> [WHAT TO PRODUCE] Where the line containing "Detection label needed. Target: sunset" appears, start copying; continue through the last line below and copy nothing else.

> [TASK MATERIAL]
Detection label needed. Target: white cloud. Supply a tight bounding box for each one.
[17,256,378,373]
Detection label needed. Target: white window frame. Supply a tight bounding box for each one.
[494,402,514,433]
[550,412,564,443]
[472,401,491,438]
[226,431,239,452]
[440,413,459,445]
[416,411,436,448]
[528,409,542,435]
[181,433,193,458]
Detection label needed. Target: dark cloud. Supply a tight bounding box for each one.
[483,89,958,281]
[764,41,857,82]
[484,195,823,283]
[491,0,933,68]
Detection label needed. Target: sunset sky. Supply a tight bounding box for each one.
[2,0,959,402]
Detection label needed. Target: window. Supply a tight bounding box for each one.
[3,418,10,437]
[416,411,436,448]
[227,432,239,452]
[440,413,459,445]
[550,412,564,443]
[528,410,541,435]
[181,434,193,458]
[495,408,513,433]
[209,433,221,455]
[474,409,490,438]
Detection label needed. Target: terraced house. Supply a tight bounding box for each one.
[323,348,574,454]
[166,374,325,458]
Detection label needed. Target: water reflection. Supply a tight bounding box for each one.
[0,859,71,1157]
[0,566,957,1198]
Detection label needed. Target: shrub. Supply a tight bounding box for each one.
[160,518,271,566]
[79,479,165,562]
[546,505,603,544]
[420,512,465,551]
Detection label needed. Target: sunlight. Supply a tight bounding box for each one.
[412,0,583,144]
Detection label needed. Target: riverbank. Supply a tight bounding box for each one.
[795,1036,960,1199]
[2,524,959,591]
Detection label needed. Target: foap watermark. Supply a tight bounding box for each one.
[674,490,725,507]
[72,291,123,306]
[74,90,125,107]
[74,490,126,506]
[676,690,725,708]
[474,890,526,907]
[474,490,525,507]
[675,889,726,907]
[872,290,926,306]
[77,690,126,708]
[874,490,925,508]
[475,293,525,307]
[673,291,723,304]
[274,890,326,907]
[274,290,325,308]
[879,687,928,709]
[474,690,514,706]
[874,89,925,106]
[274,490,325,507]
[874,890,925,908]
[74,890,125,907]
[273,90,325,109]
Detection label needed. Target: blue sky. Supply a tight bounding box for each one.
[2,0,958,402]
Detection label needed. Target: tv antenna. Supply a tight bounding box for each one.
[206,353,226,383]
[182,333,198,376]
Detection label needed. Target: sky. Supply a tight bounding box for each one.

> [EXPECTED ANSWER]
Detection label needed. Target: sunset sky. Supply a tight bounding box for each one.
[2,0,959,402]
Detection label needed. Target: window. Supply a tight bounding box for each one.
[3,418,10,437]
[416,411,436,448]
[227,432,239,452]
[440,413,459,445]
[550,412,564,443]
[528,410,541,435]
[181,434,193,458]
[495,408,513,433]
[209,433,221,455]
[474,409,490,438]
Detection label needed. Target: terraced house. Supply a tight bounding box for each one.
[323,348,574,454]
[166,374,325,458]
Detection label needed. Target: water reflection. Supply a tight bounding box for each one.
[0,859,71,1157]
[0,566,957,1198]
Detection label needed. Target: shrub. Supply a tight bounding box for each one.
[160,518,271,566]
[79,479,165,562]
[546,505,603,544]
[420,512,465,551]
Detection label needed. Target: sunlight. Supply a tight bounding box for each one.
[412,0,583,144]
Detection label needed. Target: riverbank. Supply a tight bounding box for each one.
[795,1036,960,1199]
[2,524,959,591]
Detection label needed. Target: foap watermark. Supply a tight bounding box for each one.
[674,490,725,507]
[72,291,123,306]
[74,90,125,107]
[74,490,126,506]
[676,690,725,708]
[474,890,526,907]
[474,490,525,507]
[675,889,726,907]
[872,290,926,306]
[77,690,126,708]
[874,490,925,508]
[475,293,525,307]
[673,291,723,304]
[274,890,326,907]
[274,290,325,308]
[879,687,928,709]
[474,690,514,706]
[874,89,925,106]
[274,490,325,507]
[874,890,925,908]
[74,890,125,907]
[273,90,325,109]
Detection label needed. Target: blue sky. Supply a tight bounding box for each one.
[2,0,958,402]
Detection label needed. Target: tv antenna. Supply a tight bounding box for each one.
[206,353,226,383]
[182,333,198,376]
Detection label needed. Target: sky. Supply a tight bounding box for each one.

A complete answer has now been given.